Source records:

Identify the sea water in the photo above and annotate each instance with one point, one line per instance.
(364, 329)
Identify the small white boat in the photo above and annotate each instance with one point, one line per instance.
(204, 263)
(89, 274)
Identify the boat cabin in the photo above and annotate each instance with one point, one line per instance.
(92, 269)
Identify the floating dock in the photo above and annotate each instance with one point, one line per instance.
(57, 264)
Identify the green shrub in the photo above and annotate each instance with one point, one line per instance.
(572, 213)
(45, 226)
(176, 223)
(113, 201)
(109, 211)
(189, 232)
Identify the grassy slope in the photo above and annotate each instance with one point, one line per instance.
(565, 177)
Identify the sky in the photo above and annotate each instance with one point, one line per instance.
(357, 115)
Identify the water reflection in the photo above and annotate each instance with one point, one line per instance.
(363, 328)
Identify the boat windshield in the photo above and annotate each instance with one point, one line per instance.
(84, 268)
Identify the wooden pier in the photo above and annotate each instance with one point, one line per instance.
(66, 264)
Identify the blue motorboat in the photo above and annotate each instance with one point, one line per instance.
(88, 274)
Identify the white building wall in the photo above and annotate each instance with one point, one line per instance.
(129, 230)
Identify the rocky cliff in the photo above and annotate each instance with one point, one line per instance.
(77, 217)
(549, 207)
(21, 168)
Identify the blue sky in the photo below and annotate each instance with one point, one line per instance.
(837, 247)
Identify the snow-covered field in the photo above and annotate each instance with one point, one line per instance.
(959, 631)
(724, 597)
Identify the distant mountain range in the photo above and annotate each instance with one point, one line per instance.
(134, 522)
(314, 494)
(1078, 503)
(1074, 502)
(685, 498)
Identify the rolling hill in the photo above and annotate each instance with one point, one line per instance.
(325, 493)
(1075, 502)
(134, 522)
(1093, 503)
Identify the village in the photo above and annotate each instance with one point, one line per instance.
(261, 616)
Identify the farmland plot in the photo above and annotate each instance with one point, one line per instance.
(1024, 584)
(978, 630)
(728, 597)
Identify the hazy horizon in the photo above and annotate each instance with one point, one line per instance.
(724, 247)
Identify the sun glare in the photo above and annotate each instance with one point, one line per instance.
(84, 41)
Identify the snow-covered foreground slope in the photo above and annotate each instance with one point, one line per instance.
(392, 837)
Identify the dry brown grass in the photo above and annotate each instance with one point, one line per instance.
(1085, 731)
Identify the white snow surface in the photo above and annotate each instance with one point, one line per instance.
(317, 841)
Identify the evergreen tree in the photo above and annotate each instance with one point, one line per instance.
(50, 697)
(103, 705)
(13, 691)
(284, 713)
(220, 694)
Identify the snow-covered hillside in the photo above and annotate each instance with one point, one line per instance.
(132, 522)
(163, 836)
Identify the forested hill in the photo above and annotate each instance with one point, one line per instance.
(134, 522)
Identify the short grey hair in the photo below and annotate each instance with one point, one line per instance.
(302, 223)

Short task: Copy out, unchanged, every line of the entries from the one containing "Identify the farmland" through the last line of the entries.

Task solution:
Identify the farmland plot in the photo above and annotate each instance with one point, one line per instance.
(1024, 584)
(978, 630)
(728, 597)
Identify the hazy horizon in the photo above and annotate each instance with one point, one line per instance.
(724, 247)
Identify the sun glare in the photo above and annotate each instance with one point, one line per instance.
(84, 41)
Identify the snow-covered foreground slope in the photo above and annotate each instance with one point, one line per instance.
(392, 837)
Identify the dry brown grass in the photo above and annotate each instance with one point, one line per instance.
(1085, 731)
Identify the white snow surface in the photo above and annotate each instance with one point, one line per instance.
(317, 841)
Identify the evergreen tree in the photo above and annotate each instance with one point, one line per instance.
(50, 697)
(103, 705)
(13, 691)
(284, 713)
(220, 694)
Identify the snow-covered hillside in the photo above and annotate each instance with one point, one line per instance.
(132, 522)
(163, 836)
Identify the forested hill in the photo above and annotate each instance with one point, one line per instance.
(134, 522)
Identify the short grey hair in the photo below and annotate each instance with one point, one line per instance.
(302, 223)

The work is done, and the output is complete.